=== Section Start ===

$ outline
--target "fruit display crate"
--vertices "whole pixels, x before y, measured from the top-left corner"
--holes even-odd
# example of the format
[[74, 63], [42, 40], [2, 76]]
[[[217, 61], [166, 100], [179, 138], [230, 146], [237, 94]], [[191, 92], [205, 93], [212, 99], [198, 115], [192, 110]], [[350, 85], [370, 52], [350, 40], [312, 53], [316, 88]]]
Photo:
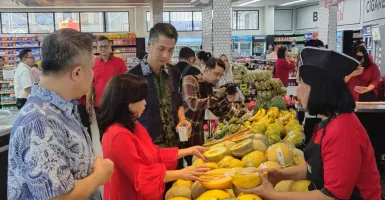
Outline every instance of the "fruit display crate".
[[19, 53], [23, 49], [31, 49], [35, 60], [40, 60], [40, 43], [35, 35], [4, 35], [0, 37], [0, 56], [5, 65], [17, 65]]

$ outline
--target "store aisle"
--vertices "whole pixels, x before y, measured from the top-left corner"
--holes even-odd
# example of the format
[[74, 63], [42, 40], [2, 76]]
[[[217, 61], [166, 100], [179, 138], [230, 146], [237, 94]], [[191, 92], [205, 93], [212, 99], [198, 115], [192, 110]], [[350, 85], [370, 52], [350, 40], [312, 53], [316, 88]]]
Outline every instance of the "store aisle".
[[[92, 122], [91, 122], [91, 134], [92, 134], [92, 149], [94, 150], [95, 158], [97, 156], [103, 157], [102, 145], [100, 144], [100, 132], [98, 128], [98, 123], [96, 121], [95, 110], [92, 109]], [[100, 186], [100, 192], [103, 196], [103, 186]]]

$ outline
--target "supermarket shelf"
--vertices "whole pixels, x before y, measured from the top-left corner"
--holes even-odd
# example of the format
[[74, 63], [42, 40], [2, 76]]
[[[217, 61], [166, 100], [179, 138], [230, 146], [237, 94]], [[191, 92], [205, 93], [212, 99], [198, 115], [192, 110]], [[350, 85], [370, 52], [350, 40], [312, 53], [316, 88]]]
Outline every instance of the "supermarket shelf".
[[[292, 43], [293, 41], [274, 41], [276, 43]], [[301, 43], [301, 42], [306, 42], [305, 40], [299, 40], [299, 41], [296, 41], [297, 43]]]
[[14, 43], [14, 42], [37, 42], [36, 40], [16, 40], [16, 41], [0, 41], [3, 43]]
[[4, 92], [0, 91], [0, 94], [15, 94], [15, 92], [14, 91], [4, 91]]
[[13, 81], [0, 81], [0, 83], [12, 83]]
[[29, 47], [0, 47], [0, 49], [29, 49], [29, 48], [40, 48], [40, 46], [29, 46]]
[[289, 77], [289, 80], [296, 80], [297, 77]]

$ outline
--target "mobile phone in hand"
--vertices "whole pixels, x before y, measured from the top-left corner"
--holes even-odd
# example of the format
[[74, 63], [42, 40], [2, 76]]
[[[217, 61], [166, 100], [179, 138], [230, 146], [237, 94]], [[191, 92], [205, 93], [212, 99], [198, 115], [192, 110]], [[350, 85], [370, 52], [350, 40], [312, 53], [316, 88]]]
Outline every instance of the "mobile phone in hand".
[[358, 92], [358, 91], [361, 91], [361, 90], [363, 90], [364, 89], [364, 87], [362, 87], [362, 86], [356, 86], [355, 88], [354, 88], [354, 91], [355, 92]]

=== Section End ===
=== Section Start ===

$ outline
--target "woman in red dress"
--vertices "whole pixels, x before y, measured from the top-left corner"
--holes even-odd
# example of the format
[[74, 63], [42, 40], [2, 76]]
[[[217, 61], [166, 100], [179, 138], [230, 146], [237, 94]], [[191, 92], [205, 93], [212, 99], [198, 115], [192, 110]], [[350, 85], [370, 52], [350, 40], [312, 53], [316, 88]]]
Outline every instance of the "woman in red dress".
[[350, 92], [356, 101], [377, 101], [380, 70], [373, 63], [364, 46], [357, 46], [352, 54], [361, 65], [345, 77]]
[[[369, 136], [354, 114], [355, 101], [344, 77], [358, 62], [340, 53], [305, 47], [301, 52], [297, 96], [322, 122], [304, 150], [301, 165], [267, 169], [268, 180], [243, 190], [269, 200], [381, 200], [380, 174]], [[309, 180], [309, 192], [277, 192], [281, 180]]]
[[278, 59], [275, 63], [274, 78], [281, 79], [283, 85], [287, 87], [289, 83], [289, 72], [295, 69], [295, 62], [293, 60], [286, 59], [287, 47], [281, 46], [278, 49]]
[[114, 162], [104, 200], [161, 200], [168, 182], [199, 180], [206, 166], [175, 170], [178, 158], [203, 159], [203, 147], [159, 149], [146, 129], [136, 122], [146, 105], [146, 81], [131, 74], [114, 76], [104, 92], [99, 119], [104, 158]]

=== Section End ===

How many lines in the entries above include the string "target"? Please answer with that number and nothing more.

5